→ **O QUE FAZER**
Reescreva os registros da linha com "Exercise. Tag the lacrosse stick in" até a linha com "x=1076, y=202", inclusive, trocando "Target" por "Object" e mantendo todo o resto igual.

→ **REGISTROS APRESENTADOS**
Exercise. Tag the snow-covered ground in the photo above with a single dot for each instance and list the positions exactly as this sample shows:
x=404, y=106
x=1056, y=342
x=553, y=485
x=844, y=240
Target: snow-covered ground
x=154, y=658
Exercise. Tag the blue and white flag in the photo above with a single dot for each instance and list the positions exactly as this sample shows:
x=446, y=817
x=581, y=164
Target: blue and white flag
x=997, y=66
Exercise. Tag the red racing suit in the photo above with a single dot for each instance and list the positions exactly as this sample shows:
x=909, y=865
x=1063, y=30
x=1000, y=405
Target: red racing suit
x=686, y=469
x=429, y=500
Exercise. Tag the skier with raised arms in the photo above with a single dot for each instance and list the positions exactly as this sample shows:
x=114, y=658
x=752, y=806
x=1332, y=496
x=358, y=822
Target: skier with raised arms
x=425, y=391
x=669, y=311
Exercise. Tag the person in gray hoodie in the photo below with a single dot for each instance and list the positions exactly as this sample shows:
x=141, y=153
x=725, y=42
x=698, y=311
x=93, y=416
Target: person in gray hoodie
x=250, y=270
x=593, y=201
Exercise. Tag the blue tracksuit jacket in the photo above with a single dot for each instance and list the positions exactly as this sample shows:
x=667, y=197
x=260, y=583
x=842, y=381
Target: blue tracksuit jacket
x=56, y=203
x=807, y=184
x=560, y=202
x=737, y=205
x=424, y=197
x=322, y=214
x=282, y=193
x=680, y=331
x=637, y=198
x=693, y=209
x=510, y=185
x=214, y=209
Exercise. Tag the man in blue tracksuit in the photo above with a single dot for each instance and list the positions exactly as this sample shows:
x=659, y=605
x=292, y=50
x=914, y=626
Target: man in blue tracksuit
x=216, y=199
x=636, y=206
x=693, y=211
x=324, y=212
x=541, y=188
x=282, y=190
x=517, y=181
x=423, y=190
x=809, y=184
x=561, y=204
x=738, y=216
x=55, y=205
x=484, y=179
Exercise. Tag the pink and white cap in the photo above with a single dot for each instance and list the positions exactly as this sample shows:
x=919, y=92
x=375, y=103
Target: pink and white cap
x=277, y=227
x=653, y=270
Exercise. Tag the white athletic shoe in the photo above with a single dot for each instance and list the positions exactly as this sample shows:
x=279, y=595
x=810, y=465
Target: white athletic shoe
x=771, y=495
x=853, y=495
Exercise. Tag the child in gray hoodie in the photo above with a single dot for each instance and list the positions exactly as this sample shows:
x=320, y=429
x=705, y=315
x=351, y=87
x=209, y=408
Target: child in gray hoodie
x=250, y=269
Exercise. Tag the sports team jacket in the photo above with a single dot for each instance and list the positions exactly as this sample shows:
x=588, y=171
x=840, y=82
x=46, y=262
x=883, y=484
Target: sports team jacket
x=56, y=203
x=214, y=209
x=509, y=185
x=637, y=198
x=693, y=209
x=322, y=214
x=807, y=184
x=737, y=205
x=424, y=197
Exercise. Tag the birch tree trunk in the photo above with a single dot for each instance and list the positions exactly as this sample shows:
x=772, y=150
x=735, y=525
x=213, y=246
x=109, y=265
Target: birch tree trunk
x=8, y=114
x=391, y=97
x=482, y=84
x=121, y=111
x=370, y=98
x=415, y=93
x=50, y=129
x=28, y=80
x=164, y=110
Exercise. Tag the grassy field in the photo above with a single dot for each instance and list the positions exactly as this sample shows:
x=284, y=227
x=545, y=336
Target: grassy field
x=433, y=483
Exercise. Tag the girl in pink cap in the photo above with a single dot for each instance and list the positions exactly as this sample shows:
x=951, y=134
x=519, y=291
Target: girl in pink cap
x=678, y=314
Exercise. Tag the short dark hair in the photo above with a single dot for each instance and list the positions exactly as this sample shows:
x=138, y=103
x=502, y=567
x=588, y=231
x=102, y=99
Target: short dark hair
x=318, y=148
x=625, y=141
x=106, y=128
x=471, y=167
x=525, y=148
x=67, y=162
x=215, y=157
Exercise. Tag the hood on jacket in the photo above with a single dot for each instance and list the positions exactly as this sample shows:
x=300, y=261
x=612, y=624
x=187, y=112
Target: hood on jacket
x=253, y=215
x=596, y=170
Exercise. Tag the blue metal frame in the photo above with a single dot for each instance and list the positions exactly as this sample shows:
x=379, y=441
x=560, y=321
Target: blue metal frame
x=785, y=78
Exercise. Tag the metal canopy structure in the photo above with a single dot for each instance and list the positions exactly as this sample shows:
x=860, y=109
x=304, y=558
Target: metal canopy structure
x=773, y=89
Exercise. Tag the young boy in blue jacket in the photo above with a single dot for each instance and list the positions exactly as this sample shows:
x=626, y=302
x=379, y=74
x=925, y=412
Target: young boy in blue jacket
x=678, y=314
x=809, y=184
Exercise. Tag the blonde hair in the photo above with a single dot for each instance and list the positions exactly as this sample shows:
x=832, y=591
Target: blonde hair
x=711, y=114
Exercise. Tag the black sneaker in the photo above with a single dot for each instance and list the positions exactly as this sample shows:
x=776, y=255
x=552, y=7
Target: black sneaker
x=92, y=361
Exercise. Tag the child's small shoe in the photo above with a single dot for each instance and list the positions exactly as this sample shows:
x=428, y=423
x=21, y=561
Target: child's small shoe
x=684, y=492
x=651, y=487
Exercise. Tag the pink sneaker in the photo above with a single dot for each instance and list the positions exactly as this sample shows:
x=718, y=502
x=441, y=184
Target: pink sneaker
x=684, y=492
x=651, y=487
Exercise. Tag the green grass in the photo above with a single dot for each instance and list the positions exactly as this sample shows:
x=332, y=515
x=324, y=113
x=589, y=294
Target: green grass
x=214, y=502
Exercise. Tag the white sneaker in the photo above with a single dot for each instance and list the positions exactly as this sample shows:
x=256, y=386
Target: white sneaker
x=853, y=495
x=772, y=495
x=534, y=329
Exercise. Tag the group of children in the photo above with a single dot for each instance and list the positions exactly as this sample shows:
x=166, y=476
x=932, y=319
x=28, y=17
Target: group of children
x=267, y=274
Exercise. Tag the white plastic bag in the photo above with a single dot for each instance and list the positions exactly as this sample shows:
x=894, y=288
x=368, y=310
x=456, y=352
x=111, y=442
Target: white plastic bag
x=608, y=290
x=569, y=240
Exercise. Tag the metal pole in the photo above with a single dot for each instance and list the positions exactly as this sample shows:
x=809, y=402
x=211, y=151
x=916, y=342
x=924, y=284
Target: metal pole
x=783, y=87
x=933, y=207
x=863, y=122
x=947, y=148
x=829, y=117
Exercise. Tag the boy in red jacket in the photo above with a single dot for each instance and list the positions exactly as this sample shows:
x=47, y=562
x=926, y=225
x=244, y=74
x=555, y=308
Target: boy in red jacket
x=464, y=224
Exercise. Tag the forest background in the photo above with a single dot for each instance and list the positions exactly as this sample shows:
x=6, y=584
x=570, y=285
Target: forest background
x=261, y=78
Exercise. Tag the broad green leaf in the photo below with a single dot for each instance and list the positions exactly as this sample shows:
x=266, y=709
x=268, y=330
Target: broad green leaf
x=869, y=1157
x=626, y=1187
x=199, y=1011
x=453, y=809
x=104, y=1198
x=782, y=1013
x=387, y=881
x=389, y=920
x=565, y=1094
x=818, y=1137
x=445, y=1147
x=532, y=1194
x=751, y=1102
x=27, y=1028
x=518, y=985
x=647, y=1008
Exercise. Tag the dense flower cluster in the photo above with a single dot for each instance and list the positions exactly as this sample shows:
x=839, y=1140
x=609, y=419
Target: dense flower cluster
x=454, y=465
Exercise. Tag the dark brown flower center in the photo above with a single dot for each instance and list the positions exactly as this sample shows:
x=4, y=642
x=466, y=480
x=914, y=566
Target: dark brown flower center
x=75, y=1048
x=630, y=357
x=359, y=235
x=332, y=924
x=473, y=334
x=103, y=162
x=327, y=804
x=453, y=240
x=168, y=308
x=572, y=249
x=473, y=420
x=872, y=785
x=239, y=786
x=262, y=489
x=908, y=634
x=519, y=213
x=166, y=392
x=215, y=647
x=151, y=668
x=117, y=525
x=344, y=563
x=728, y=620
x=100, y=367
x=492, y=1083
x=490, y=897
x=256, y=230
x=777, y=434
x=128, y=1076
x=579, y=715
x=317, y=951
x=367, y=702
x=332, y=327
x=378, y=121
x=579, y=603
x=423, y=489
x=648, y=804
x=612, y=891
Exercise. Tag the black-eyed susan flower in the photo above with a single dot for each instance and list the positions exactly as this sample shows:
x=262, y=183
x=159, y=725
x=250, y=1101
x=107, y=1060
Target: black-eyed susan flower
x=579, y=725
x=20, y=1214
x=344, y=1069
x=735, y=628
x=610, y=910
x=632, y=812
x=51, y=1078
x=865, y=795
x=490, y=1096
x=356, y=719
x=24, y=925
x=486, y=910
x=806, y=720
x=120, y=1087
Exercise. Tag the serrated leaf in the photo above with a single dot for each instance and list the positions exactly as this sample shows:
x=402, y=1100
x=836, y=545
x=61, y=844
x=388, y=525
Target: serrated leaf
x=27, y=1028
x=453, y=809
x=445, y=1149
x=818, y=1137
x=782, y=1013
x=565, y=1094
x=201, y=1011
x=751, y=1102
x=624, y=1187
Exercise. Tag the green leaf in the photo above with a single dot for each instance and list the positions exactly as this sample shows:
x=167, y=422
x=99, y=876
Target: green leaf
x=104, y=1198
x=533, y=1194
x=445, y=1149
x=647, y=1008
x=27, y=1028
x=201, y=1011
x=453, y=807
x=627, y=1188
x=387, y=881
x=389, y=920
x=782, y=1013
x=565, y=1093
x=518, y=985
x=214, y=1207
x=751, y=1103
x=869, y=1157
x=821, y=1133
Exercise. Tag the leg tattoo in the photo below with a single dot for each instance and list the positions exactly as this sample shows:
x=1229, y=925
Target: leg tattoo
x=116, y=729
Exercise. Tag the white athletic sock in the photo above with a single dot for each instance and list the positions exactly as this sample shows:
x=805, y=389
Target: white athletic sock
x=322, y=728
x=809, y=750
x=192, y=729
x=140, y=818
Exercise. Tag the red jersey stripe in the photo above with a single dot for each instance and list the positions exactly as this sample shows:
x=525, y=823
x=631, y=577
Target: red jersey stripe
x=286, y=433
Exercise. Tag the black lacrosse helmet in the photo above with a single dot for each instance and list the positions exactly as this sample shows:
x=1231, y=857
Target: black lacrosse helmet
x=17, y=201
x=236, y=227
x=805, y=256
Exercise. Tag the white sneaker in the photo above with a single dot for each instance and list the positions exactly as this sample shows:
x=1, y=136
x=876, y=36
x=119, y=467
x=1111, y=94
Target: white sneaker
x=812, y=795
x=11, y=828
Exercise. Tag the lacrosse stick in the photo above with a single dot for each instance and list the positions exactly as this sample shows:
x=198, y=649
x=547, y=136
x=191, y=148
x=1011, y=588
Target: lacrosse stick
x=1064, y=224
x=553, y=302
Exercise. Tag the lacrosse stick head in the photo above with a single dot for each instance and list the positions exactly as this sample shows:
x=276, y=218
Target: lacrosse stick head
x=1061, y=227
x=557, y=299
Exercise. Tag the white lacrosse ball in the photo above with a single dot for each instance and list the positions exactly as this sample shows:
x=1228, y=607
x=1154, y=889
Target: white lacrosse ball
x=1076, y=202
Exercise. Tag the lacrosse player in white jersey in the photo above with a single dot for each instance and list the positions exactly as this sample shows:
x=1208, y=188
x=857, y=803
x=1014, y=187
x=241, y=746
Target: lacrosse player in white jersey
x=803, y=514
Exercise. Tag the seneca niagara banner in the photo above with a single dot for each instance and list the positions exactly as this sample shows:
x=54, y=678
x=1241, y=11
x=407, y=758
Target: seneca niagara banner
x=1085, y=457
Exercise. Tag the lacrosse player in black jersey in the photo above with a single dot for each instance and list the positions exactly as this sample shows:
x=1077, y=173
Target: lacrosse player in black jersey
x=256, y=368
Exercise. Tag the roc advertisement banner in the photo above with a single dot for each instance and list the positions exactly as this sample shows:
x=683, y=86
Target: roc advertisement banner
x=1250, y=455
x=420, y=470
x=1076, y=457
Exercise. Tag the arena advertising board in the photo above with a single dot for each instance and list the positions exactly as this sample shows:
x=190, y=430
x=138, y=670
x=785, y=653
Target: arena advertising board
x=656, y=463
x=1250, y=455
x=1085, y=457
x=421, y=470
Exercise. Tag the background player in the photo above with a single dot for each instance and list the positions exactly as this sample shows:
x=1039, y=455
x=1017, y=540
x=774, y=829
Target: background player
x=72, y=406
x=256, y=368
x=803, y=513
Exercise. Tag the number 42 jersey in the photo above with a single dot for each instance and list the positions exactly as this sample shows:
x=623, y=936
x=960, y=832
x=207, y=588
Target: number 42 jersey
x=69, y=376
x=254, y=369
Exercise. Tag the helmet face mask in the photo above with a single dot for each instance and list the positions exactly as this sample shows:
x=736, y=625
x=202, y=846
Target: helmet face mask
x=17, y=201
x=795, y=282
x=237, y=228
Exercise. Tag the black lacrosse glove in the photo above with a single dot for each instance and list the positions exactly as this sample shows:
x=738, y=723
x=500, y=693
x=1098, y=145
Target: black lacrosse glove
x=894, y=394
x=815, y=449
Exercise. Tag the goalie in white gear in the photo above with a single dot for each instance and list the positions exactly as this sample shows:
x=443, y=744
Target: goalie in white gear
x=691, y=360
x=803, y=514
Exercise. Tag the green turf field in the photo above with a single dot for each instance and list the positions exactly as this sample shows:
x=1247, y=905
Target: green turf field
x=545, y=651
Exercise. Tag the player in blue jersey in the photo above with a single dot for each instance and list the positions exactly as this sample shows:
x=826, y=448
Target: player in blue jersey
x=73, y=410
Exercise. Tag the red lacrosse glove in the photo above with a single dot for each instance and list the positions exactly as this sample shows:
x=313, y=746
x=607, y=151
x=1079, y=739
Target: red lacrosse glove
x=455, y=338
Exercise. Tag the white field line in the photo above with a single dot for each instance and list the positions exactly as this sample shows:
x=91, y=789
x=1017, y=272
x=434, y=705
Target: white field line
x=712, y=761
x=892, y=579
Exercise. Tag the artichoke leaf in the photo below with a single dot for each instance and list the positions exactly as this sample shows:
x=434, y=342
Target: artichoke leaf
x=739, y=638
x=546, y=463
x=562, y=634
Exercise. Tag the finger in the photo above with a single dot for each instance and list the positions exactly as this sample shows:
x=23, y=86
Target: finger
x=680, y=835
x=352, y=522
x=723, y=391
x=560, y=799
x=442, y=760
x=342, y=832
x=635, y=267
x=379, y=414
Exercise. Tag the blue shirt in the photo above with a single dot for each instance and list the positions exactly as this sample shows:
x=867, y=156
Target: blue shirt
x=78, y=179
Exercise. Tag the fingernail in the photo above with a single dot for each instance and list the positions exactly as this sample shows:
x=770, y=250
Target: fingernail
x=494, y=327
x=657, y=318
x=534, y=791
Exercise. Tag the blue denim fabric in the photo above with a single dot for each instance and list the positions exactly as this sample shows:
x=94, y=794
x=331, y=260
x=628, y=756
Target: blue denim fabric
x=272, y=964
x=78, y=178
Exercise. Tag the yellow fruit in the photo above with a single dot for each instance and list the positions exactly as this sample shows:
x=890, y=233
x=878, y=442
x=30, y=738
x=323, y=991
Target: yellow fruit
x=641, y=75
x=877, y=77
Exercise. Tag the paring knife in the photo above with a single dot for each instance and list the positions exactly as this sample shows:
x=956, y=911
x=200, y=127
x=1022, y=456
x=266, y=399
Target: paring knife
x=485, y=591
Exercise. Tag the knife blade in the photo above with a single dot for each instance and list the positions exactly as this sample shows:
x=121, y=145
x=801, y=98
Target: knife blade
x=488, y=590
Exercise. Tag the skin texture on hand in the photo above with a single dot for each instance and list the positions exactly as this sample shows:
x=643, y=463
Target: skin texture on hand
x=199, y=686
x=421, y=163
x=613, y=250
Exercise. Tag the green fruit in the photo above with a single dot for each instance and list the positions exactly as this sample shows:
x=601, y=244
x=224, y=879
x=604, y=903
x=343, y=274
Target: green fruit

→ **RESPOSTA FINAL**
Exercise. Tag the lacrosse stick in the photo above with a single dot for each instance and list the positions exactly as this sample shows:
x=198, y=649
x=547, y=136
x=191, y=148
x=1011, y=588
Object: lacrosse stick
x=1064, y=224
x=553, y=302
Exercise. Tag the lacrosse stick head in the photo above with a single dot for each instance and list the positions exactly as this sample shows:
x=276, y=218
Object: lacrosse stick head
x=1061, y=227
x=557, y=299
Exercise. Tag the white lacrosse ball in the photo above with a single dot for each instance and list the positions exactly as this sample shows:
x=1228, y=607
x=1154, y=889
Object: white lacrosse ball
x=1076, y=202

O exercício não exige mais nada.